Aufgabe A >>
In welchem Jahr schaffte es der Dieselmotor OM 651 laut dem Text über diesen Motor bis in die S-Klasse?
Aufgabe B >>
Schreibe den Text über den Dieselmotor OM 651 im Anschluss an seinen letzten Satz weiter.

Vorliegender Text >>
„Da ist einfach der Wurm drin“ – Mercedes hat wieder Rückruf-Ärger mit seinem „Wundermotor“

2008 wurde der Vierzylinder-Diesel OM 651 von seinen Schöpfern als „Wunder-Motor“ gepriesen, der es 2010 sogar bis in die S-Klasse geschafft hat. Mit dem Vierzylinder wollte Mercedes-Entwicklungsvorstand Thomas Weber beweisen, dass auch die große Luxuslimousine von Mercedes-Benz damit temperamentvoll und sparsam betrieben werden kann. Von den theoretischen Werten her, entsprach das durchaus der Wirklichkeit. Mit 204 PS, einem maximalen Drehmoment von 500 Newtonmetern und einem Verbrauch von rund fünf Litern lässt sich selbst das S-Klasse-Format ordentlich bewegen.

Bereitgestellte Daten >>
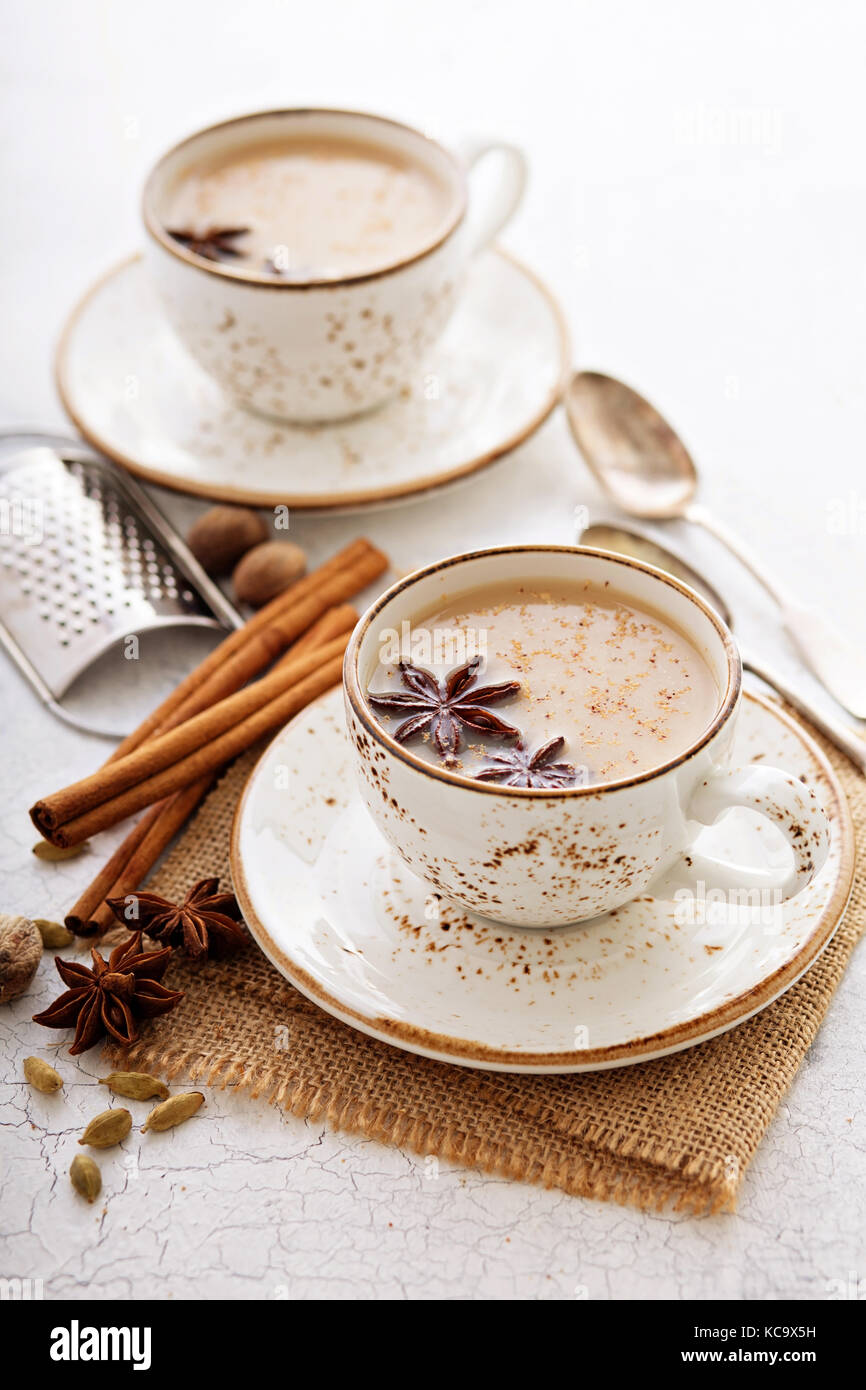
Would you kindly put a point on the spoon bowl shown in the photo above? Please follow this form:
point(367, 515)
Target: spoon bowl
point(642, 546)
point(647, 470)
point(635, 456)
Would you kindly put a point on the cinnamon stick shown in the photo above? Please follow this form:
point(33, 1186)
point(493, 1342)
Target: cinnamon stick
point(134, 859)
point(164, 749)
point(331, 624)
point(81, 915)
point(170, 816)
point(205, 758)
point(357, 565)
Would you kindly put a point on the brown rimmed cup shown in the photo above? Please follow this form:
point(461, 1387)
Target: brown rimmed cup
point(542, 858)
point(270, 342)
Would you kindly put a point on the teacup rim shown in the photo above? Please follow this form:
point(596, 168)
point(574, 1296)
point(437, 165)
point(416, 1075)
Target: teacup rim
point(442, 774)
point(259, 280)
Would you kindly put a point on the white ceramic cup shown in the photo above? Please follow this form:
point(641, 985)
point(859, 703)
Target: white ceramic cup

Schriftliche Antwort A >>
Im Jahr 2010.

Schriftliche Antwort B >>
Schon ein Jahr nach seiner Markteinführung titelte die Frankfurter Allgemeine: „Ein Wundermotor, der zur Katastrophe“ wurde. Das klang übertrieben, war aber angesichts der Rückrufkosten von rund 500 Millionen Euro durchaus eine Katastrophe für die Daimler-Bilanz. Schuld waren die piezoelektronisch gesteuerten Einspritzdüsen des amerikanischen Zulieferers Delphi. Der Motor schaltete bei Fehleinspritzungen in den Notlauf-Modus. Konzernchef nannte das Problem „eine Kinderkrankheit“ des neuen Motors, das man aber im Griff habe. Das klang angesichts von 300.000 zu reparierenden Fahrzeugen ziemlich realitätsfern. Daimler holte sich zwar einen Teil der Kosten von Delphi zurück, beruhigte betroffene Kunden mit interessanten Incentives, der Ärger aber blieb. Technisch wechselte Mercedes von Piezo-Injektoren auf magnetgesteuerte Einspritzung.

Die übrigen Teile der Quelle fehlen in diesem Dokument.